- WHAT YOU WILL DO -
Edit the records below by replacing "skyscraper" with "tower" and leaving everything else unchanged.

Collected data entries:

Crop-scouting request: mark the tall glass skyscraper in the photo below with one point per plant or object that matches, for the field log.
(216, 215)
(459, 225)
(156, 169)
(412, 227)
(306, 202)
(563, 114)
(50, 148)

- SOLUTION FOR THIS TASK -
Crop-scouting request: mark the tall glass tower in the photo below with one point per plant or object that matches, for the field log.
(216, 215)
(459, 225)
(156, 169)
(412, 227)
(306, 202)
(563, 114)
(50, 148)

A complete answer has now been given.